I need every line that includes the word "porch" copied from the material.
*** Available data ***
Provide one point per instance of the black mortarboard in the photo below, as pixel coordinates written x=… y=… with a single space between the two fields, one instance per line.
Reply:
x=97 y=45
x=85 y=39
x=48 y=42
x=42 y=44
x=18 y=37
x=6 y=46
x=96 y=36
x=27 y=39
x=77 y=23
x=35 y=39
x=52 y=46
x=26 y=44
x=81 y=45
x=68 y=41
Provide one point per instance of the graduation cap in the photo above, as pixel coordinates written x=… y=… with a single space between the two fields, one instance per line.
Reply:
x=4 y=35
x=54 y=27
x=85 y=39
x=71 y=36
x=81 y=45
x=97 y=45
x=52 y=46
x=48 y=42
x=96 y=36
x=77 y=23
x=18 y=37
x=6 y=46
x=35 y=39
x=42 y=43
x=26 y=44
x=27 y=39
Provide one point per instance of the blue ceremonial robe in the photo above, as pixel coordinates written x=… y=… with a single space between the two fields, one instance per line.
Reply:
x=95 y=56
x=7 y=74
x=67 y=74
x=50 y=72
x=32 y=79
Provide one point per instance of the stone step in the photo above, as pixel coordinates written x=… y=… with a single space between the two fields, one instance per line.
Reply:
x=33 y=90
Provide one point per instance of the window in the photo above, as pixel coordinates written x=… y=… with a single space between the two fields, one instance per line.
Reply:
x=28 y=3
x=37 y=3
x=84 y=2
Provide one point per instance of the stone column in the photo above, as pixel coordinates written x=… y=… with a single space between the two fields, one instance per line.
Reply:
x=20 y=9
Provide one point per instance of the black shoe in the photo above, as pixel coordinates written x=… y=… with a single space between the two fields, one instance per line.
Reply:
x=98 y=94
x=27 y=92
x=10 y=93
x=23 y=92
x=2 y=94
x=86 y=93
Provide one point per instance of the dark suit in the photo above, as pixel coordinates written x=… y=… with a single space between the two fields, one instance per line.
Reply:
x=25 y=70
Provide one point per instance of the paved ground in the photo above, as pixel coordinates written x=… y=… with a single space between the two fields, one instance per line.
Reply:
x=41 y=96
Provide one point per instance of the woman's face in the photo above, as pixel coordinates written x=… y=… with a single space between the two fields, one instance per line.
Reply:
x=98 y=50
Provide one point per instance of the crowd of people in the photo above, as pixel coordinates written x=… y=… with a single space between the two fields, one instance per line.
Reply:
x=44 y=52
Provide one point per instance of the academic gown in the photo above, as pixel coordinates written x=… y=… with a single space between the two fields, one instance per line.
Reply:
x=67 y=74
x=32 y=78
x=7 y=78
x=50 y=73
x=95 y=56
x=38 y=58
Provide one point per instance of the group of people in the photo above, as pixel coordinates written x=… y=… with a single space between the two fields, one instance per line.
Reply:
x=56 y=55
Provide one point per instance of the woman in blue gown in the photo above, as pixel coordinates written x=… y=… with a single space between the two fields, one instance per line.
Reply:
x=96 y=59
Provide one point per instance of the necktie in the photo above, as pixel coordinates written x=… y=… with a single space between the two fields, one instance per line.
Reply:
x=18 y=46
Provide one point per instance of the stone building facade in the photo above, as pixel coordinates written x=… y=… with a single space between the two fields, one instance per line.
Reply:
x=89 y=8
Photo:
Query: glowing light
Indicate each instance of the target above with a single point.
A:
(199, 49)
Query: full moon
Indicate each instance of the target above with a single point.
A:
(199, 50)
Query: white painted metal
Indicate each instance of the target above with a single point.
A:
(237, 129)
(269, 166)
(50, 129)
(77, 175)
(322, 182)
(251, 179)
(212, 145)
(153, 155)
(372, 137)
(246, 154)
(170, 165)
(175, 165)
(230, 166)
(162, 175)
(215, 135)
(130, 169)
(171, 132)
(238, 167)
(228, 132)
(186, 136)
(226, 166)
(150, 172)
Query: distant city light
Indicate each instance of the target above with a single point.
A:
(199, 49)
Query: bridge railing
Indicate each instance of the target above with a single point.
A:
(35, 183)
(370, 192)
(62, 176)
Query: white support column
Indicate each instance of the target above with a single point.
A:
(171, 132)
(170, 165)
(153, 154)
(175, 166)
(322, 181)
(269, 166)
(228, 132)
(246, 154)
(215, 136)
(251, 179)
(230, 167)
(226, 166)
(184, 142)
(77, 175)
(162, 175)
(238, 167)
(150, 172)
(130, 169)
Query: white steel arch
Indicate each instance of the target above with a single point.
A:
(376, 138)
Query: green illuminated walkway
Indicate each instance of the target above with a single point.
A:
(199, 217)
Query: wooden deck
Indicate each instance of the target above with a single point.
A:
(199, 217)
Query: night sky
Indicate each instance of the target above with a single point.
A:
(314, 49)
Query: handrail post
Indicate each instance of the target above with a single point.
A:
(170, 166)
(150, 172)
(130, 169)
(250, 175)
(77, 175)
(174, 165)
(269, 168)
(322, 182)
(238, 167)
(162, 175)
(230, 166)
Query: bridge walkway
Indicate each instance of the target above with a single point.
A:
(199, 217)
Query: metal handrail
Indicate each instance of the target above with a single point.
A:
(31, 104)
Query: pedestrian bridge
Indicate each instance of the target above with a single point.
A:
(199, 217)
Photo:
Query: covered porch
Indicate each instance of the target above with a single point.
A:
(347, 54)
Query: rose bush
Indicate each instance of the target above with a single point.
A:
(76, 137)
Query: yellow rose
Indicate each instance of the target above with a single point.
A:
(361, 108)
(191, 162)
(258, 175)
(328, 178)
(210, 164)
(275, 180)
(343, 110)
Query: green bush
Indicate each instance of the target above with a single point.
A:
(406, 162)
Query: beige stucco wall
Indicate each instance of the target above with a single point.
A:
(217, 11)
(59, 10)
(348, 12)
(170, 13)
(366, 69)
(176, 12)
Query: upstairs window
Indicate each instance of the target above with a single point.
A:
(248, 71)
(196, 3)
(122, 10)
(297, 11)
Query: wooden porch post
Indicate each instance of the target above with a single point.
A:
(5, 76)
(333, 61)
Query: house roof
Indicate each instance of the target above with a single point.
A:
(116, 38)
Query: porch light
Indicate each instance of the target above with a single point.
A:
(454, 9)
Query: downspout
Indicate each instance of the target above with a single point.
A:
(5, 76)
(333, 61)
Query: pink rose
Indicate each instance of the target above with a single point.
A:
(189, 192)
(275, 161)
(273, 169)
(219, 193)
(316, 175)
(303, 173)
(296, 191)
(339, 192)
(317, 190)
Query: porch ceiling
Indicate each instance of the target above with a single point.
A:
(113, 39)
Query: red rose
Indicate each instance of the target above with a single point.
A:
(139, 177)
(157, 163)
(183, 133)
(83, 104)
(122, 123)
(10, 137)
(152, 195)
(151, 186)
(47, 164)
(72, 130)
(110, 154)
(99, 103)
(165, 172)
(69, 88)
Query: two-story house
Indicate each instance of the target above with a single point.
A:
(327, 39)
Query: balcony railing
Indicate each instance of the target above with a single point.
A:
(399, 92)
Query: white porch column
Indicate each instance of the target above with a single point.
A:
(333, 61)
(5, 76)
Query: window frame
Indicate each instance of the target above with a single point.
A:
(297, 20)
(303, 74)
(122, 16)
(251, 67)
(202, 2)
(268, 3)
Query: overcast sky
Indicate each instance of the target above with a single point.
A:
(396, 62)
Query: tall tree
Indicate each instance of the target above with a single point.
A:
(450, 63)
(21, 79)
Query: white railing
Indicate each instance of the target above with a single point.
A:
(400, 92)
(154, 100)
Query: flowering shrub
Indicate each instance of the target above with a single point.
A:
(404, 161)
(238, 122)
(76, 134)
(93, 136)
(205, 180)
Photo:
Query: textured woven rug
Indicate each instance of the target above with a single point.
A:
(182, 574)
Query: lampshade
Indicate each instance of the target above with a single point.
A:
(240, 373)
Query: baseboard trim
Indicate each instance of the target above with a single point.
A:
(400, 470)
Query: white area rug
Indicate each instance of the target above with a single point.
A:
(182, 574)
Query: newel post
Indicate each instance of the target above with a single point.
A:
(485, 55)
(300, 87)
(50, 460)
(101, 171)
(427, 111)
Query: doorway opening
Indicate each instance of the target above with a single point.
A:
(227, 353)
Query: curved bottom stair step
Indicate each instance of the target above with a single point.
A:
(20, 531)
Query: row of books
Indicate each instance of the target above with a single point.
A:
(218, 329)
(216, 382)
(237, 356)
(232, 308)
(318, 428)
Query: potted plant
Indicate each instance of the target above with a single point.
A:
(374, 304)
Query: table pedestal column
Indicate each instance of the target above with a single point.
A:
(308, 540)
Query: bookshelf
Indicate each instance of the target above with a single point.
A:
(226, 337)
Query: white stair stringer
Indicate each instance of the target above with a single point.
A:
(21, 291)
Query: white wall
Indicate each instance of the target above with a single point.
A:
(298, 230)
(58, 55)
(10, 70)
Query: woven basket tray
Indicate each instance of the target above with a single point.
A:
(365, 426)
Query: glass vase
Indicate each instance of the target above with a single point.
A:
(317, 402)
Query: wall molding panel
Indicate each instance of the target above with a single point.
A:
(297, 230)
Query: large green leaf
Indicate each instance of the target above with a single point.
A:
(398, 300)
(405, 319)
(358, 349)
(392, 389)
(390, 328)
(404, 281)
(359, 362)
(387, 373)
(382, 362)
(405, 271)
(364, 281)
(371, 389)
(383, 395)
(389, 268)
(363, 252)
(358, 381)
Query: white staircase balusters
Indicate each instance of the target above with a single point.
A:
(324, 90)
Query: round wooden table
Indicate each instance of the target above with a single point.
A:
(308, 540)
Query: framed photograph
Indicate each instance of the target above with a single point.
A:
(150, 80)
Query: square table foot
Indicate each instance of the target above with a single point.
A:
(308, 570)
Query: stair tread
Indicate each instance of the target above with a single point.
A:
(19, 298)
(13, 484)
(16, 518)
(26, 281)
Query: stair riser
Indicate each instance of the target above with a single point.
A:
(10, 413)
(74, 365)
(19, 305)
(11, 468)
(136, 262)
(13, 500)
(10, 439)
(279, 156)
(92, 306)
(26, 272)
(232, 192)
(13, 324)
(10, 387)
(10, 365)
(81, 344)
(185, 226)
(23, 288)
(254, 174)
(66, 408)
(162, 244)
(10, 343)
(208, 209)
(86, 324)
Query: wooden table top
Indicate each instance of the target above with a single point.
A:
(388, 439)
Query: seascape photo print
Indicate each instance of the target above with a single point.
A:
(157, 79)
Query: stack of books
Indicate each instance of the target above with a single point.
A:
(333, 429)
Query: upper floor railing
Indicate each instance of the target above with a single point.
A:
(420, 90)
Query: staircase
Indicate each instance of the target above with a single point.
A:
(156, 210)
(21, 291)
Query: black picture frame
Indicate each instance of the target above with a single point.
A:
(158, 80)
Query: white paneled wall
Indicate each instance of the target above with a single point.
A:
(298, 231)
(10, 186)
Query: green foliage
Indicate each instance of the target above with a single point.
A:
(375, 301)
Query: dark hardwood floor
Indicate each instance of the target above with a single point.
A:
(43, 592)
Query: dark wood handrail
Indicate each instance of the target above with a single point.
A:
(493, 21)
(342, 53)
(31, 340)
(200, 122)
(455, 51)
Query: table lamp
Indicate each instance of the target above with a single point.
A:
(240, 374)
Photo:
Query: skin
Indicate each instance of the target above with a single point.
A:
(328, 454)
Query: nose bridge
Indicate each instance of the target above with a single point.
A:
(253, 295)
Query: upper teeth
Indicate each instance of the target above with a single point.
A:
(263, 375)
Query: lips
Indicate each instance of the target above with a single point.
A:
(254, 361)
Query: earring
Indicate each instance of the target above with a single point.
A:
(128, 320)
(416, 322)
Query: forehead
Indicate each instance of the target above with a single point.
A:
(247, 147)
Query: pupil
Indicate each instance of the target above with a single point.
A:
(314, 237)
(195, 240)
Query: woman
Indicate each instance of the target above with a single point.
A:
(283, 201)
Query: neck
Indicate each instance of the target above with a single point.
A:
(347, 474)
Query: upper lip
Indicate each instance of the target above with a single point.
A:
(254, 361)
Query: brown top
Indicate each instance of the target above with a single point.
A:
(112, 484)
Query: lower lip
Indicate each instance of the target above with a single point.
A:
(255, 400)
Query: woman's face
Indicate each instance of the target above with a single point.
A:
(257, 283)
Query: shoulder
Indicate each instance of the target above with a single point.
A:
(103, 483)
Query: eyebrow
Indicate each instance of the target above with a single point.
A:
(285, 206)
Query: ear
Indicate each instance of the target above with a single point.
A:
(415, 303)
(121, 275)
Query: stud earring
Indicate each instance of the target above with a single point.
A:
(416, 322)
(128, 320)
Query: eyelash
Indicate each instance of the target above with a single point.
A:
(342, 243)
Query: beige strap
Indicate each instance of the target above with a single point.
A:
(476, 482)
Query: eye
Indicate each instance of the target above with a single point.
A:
*** End of Available data ***
▶ _Written response_
Query: covered porch
Query: wooden porch post
Query: porch light
Query: porch ceiling
Query: white porch column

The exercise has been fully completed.